I canti della filanda, dedicati alla produzione serica comasca — Lombardi nel Mondo

I canti della filanda, dedicati alla produzione serica comasca

Pubblichiamo la quarta puntata delle narrazioni di vicende, tra ‘700 e ‘800, legate alla produzione serica comasca tratte dai documenti d’archivio e canti tradizionali di svago e di protesta del mondo della filanda
DOVE LA COMPASSIONE PUO’ GIOCARE UN BRUTTO SCHERZO!

di Magda Noseda

Como, 1853 dal fondo Coduri e Como, 1836 e 1838, dal Fondo Prefettura b. 4567).

Se la storia è in assoluto una lunga sfida alla CONOSCENZA e se lo storico lavora innanzi tutto con le fonti, nel passato sono state privilegiate quelle politiche o militari, ora invece quelle che rivendicano il ruolo della mentalità degli individui, dei gruppi sociali, fino alla microstoria.

Tuttavia i fatti politici e militari, soprattutto se dirompenti, non si possono trascurare e vedremo dalla storia che segue come influenzarono, da vicino, la vita sociale ed economica degli individui.

1) Tutto incomincia a metà Ottocento ed è diretta conseguenza dei fatti politici del ’48 e degli anni seguenti!

E’ noto- ci dice il memoriale di un filandiere comasco – come il 6 febbraio 1853 avvenisse a Milano la sommossa organizzata per sorprendere il militare e, come poco tempo dopo, venisse decretato il blocco al Cantone Ticino collo sfratto dei Ticinesi dal territorio Lombardo.

**COMPITI**
a. Riscriva in forma più breve il paragrafo dell'estratto sulla produzione serica comasca che inizia con «Se la storia è in assoluto», conservandone i fatti principali.
b. Traduca in inglese la seguente frase dell'estratto sulla produzione serica comasca: «Tuttavia i fatti politici e militari, soprattutto se dirompenti, non si possono trascurare e vedremo dalla storia che segue come influenzarono, da vicino, la vita sociale ed economica degli individui.»
c. Secondo l'estratto sulla produzione serica comasca, in quale data avvenne a Milano la sommossa ricordata dal memoriale di un filandiere comasco?

**DATI GREZZI**
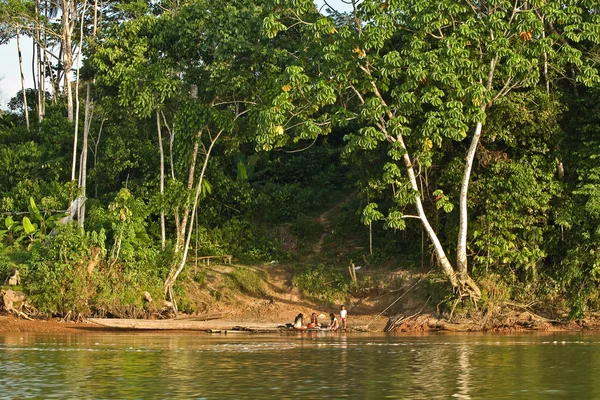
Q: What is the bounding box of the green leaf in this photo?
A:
[23,217,36,235]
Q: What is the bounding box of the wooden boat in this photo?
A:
[88,318,279,333]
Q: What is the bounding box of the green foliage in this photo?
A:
[23,225,105,315]
[230,268,265,297]
[292,264,349,303]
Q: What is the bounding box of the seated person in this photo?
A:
[308,313,321,328]
[329,313,339,331]
[294,314,306,329]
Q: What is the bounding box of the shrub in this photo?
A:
[292,264,349,302]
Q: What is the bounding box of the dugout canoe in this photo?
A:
[88,318,280,333]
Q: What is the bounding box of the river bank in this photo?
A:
[0,314,600,333]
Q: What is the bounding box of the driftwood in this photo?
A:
[88,318,279,332]
[4,269,21,286]
[0,290,34,320]
[175,312,225,321]
[195,254,233,265]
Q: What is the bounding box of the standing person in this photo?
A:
[329,313,338,331]
[294,314,306,329]
[308,313,320,328]
[340,305,348,330]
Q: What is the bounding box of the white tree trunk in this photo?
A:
[77,82,93,228]
[17,25,29,130]
[156,110,167,250]
[456,119,485,276]
[164,130,223,304]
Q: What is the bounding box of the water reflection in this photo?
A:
[0,333,600,399]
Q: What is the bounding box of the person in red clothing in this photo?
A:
[340,305,348,330]
[329,313,339,331]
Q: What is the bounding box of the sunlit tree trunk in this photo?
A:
[164,130,223,313]
[77,82,93,227]
[17,24,29,130]
[156,110,167,250]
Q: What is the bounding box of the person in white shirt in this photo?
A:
[340,305,348,330]
[329,313,338,331]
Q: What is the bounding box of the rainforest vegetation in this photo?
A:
[0,0,600,319]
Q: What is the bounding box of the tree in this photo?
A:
[264,0,600,298]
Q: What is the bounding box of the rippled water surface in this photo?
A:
[0,332,600,399]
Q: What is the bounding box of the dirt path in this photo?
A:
[312,203,341,255]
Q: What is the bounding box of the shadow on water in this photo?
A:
[0,331,600,399]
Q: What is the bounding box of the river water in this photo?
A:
[0,332,600,399]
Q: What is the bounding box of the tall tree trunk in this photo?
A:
[156,110,167,250]
[175,130,202,253]
[456,58,498,279]
[70,0,86,182]
[164,130,223,306]
[61,0,75,123]
[77,82,93,228]
[456,119,485,277]
[17,24,29,130]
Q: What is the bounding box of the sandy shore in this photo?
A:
[0,315,387,333]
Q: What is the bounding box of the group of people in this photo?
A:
[293,305,348,331]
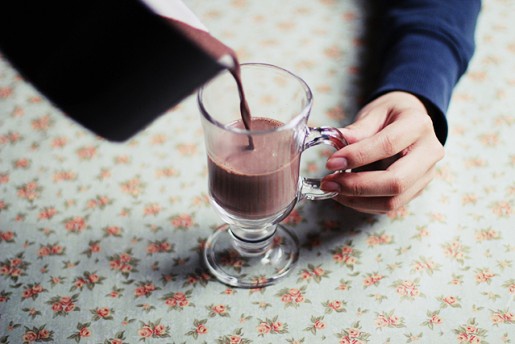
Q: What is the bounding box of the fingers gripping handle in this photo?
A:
[300,127,347,200]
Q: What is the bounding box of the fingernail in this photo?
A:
[320,182,340,192]
[326,158,347,171]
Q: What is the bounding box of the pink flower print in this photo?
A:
[210,304,228,316]
[490,309,515,326]
[454,319,486,344]
[476,268,495,284]
[0,231,16,242]
[491,201,513,217]
[196,324,207,334]
[64,216,87,233]
[120,176,145,197]
[367,231,393,247]
[257,322,272,335]
[32,115,52,131]
[22,331,38,343]
[392,279,421,300]
[363,272,384,288]
[138,326,154,338]
[38,207,57,220]
[386,206,410,220]
[52,136,68,148]
[143,203,161,216]
[171,214,193,229]
[376,311,405,328]
[17,180,41,202]
[103,226,122,237]
[76,146,97,160]
[276,286,311,307]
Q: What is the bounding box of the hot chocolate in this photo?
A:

**RISPOSTE FORNITE**
a. La storia è una sfida alla conoscenza e lo storico lavora anzitutto con le fonti. In passato si preferivano quelle politiche o militari. Oggi si privilegiano quelle che valorizzano la mentalità degli individui e dei gruppi sociali, fino alla microstoria.

b. However, political and military events, especially disruptive ones, cannot be overlooked, and we will see from the story that follows how they closely influenced the social and economic lives of individuals.

c. Il 6 febbraio 1853.